Required actions:
(a) How would you put this sentence from the mailing-list post into Spanish: "There is no retention in the example above."
(b) Which lines of the rows contain the string "tower"? List each of them; case counts.

* BEGIN Reading text *

W3C home > Mailing lists > Public > public-tracking@w3.org > May 2012

Re: ISSUE-16, ACTION-166: define (data) collection

From: Bjoern Hoehrmann <derhoermi@gmx.net>
Date: Fri, 25 May 2012 03:57:42 +0200
To: "Roy T. Fielding" <fielding@gbiv.com>
Cc: "public-tracking@w3.org Group WG" <public-tracking@w3.org>
Message-ID: <gljtr7p2vnojmclkchcov2u69pt4ao6623@hive.bjoern.hoehrmann.de>
* Roy T. Fielding wrote:
>On May 23, 2012, at 3:40 PM, Bjoern Hoehrmann wrote:
>> When you visit a web page and a script on it determines the resolution
>> of your screen or your timezone or whatever, and sends that information
>> to some server, I would say someone or something is collecting that in-
>> formation,
>
>Yes, the script is collecting it from the scripting environment
>and then passing the data to another outside that environment.

There is no retention in the example above. I see taking the timezone
information the same as taking a photograph, and sending that on to a
server the same as making the browser send a cookie, but I understood
that there needs to be some form of "retention" for "collection". I'd
read your proposal

   "Data collection" (for the purpose of DNT) is the process of
    assembling data from or about one or more network interactions
    and retaining/sharing that data beyond the scope of responding
    to the current request or in a form that remains linkable to a
    specific user, user agent, or device.

* END Reading text *
* BEGIN Source material *

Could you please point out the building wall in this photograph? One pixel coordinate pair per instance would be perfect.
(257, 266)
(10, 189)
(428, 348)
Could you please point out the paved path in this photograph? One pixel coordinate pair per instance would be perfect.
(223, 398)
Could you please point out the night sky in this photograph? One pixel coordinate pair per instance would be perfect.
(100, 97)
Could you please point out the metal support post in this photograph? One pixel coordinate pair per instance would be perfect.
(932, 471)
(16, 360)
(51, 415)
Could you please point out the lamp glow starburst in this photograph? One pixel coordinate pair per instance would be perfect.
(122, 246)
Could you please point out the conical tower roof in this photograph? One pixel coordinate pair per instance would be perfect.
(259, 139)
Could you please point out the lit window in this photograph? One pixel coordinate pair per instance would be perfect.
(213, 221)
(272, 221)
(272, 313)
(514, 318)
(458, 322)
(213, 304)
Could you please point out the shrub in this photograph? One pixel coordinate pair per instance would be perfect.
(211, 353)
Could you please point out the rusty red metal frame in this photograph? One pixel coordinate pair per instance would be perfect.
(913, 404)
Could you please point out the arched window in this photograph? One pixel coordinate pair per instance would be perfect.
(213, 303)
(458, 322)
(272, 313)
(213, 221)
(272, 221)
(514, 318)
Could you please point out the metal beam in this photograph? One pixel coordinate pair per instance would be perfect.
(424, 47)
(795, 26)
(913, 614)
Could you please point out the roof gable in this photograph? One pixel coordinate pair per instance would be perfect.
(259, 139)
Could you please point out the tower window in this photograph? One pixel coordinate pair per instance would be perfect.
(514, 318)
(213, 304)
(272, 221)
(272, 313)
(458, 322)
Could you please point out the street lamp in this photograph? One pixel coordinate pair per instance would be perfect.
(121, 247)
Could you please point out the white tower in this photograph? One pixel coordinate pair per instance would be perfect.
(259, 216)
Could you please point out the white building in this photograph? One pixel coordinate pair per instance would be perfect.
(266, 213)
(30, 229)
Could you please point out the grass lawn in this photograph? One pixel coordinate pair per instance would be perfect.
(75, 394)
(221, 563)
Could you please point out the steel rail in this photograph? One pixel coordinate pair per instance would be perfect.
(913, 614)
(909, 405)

* END Source material *
* BEGIN Source material *

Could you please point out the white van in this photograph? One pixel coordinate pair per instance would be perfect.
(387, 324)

* END Source material *

Exercise results:
(a) No hay retención en el ejemplo anterior.

(b)
Could you please point out the conical tower roof in this photograph? One pixel coordinate pair per instance would be perfect.
Could you please point out the tower window in this photograph? One pixel coordinate pair per instance would be perfect.
Could you please point out the white tower in this photograph? One pixel coordinate pair per instance would be perfect.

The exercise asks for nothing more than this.